- **GOAL**
Beginning with the line that contains "Reviewer note: make sure every instance of the boulder", extract each line through the end of the listing below, with no additions or omissions.

- **A run of records**
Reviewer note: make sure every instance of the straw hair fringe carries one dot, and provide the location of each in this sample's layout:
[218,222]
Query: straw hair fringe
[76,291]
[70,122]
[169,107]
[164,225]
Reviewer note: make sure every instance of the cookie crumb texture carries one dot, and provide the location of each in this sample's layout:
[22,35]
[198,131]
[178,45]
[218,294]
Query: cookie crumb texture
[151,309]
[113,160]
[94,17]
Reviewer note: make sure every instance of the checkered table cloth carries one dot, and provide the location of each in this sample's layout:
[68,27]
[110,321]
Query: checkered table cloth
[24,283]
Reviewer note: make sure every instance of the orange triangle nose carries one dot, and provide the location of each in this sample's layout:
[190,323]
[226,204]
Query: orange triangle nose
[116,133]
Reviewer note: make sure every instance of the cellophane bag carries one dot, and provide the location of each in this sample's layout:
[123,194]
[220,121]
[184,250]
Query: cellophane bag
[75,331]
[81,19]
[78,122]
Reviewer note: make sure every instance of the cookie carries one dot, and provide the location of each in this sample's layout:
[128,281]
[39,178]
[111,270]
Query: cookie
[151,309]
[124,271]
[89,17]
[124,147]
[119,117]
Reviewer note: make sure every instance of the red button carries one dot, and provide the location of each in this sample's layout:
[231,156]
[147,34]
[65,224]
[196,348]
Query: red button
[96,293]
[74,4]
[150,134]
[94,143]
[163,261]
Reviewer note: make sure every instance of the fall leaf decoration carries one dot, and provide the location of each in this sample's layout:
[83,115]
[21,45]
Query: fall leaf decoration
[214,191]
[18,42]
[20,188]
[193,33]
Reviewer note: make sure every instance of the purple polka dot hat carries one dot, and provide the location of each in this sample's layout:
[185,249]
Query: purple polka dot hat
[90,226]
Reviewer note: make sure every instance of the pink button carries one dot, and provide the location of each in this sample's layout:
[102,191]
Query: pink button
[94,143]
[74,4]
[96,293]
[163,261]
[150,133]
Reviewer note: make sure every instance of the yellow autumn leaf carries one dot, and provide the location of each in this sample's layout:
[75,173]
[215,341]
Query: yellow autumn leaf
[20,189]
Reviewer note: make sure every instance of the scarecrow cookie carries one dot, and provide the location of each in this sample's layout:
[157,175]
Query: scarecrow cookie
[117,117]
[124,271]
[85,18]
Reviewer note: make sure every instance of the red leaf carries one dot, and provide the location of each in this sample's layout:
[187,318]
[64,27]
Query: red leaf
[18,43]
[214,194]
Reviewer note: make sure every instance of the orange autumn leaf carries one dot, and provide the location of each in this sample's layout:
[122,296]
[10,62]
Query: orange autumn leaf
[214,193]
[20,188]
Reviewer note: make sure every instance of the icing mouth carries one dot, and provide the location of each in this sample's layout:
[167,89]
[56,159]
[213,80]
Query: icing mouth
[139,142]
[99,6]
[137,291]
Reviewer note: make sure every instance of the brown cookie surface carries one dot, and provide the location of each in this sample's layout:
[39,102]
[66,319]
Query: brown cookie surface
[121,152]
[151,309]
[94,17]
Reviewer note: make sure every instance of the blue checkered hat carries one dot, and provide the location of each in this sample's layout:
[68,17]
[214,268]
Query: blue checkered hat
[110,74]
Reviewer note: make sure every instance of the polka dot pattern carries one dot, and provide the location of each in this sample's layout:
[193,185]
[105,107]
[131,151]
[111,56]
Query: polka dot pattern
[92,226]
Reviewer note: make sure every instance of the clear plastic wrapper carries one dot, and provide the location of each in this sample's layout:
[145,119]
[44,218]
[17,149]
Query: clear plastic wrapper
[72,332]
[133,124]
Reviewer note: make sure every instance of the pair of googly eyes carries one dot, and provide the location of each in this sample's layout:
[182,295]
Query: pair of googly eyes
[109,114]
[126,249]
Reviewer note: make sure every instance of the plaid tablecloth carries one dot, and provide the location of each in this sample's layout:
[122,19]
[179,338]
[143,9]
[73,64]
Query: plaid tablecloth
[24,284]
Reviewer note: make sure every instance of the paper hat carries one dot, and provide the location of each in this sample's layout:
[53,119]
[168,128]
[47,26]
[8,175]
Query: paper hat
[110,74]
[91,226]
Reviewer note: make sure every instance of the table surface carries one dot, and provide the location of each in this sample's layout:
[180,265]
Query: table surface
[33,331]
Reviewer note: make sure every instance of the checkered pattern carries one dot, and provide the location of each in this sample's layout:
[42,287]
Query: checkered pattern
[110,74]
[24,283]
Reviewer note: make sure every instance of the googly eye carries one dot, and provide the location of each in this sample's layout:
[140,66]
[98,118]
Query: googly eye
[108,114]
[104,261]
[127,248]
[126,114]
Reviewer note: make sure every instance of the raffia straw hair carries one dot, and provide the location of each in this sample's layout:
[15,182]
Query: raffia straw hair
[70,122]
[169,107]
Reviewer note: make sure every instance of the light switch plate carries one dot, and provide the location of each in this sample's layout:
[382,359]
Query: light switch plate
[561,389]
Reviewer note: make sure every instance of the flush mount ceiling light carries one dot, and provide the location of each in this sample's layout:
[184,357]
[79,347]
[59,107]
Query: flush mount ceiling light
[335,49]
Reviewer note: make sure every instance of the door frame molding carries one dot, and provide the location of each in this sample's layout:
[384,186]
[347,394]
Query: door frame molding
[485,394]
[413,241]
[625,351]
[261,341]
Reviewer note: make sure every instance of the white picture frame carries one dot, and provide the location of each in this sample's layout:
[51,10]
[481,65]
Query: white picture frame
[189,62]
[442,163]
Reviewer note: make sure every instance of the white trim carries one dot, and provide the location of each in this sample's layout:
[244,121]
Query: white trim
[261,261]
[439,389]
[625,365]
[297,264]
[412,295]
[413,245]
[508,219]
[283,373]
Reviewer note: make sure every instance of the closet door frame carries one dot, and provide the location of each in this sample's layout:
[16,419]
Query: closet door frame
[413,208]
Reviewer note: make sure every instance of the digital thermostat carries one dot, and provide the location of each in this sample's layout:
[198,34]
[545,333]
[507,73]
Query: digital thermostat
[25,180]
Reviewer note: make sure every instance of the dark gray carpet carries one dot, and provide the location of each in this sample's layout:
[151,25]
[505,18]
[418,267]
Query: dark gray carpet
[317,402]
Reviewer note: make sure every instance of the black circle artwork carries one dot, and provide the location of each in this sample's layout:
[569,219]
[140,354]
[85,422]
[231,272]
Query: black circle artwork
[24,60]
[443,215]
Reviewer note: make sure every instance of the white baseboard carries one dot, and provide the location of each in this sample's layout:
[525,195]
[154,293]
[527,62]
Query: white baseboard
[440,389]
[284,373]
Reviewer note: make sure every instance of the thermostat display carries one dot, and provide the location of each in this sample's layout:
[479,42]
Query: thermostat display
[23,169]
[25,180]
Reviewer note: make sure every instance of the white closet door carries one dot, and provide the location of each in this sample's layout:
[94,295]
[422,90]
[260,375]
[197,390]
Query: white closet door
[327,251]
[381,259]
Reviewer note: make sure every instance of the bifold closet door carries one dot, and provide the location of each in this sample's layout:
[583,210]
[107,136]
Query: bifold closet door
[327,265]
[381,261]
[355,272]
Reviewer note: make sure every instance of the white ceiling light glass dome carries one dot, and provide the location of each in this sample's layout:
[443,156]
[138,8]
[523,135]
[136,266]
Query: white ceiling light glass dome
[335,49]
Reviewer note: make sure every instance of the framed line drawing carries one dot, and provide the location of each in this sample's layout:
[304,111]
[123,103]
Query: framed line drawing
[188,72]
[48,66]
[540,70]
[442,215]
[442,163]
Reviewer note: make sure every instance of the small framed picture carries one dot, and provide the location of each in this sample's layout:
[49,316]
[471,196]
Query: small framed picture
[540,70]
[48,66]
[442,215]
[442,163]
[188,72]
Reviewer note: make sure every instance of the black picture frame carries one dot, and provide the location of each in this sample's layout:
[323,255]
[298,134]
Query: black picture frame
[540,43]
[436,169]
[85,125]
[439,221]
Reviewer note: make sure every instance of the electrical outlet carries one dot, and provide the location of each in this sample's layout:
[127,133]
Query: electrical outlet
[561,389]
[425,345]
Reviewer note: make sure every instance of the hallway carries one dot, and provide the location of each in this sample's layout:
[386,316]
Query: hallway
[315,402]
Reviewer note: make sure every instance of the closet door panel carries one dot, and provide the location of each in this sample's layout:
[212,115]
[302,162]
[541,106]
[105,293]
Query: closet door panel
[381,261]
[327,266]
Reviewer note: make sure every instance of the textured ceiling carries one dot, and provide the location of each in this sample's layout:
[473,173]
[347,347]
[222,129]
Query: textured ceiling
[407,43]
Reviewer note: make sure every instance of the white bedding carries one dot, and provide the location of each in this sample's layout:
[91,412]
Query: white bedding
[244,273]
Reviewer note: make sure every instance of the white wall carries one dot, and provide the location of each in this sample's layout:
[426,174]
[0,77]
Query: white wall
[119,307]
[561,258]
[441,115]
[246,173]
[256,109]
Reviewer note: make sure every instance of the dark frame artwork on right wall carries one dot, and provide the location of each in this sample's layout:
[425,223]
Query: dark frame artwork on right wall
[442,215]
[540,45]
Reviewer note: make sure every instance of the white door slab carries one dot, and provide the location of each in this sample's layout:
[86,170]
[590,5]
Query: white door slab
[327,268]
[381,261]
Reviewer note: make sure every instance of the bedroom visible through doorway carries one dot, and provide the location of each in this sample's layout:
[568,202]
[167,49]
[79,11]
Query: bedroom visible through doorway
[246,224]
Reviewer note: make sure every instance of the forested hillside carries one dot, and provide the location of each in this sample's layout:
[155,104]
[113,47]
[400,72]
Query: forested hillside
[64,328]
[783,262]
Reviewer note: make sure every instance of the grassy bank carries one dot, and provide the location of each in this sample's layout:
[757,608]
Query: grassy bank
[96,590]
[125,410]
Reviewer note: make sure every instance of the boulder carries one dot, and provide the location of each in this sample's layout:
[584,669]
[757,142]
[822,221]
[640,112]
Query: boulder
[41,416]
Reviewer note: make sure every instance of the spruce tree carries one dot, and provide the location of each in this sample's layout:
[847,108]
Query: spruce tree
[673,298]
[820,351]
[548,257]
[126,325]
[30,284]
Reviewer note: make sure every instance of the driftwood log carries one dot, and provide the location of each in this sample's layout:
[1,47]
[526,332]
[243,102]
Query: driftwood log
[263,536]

- **RESPONSE TO THIS TASK**
Reviewer note: make sure every instance of the boulder carries one dot, and provide the location of each in this sample's layout:
[584,669]
[757,142]
[822,221]
[640,112]
Query: boulder
[41,416]
Reviewer note: make sure every instance of the spruce tree carries one dot, and provide the location of each in this sample's layout:
[847,108]
Query: spruce tree
[673,298]
[820,351]
[548,257]
[126,325]
[30,284]
Reviewer note: make sure every instance of the driftwood log carries one dot, and provide the location of each in this sample's layout:
[1,47]
[526,332]
[243,102]
Query: driftwood log
[263,536]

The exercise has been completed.